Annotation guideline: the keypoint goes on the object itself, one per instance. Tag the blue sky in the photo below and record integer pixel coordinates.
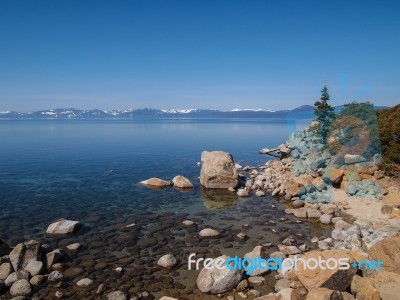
(196, 54)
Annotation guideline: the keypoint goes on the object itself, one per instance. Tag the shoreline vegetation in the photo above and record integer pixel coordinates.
(346, 182)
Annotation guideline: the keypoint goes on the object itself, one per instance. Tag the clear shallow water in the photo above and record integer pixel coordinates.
(90, 170)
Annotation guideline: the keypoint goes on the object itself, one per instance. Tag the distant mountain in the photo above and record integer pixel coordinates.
(302, 112)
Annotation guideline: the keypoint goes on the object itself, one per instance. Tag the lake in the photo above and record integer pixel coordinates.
(90, 171)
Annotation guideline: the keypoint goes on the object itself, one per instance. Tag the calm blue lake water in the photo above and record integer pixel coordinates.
(90, 170)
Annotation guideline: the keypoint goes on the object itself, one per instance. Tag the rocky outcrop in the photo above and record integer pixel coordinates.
(324, 294)
(181, 182)
(208, 232)
(117, 295)
(21, 288)
(156, 183)
(257, 251)
(63, 228)
(218, 280)
(24, 253)
(218, 170)
(326, 278)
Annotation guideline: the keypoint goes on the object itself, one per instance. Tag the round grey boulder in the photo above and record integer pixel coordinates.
(217, 278)
(21, 288)
(167, 261)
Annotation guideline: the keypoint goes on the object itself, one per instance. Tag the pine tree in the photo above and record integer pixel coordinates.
(325, 113)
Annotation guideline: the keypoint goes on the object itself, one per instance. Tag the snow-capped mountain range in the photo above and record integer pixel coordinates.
(73, 113)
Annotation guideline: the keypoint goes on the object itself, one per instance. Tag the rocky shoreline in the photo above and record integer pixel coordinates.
(354, 200)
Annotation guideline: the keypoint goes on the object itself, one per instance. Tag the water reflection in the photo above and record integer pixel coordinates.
(218, 199)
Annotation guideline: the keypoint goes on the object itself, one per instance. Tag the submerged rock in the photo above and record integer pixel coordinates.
(217, 280)
(218, 170)
(167, 261)
(209, 232)
(117, 295)
(85, 283)
(24, 253)
(63, 228)
(181, 182)
(326, 278)
(156, 183)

• WHAT YOU SHOULD DO: Beginning at the line that contains "Tag the snow-capped", retype each line of the listing up to and including the last one, exactly as it stands, and nothing else.

• ANSWER FOR THIS EXERCISE:
Annotation guideline: the keypoint goes on the object itself, one per instance. Tag the snow-capped mountain range in the photo above and record integer pixel coordinates.
(73, 113)
Annotation guideline: the keypoint goes on the object itself, one per instance. Tag the rocky shoreline in the photo above and record integer pixel coordinates.
(354, 200)
Annotation guideline: the keypoint goes on the object itself, one per instance. Tag the water reflection in the photo above and record integer pixel coordinates.
(218, 199)
Annotation guideline: the keypoint goes on the object itself, one per instance. Tag the submerged rock in the photo above and record integer pixel coordinates.
(217, 280)
(218, 170)
(167, 261)
(209, 232)
(117, 295)
(85, 283)
(24, 253)
(63, 228)
(181, 182)
(326, 278)
(156, 183)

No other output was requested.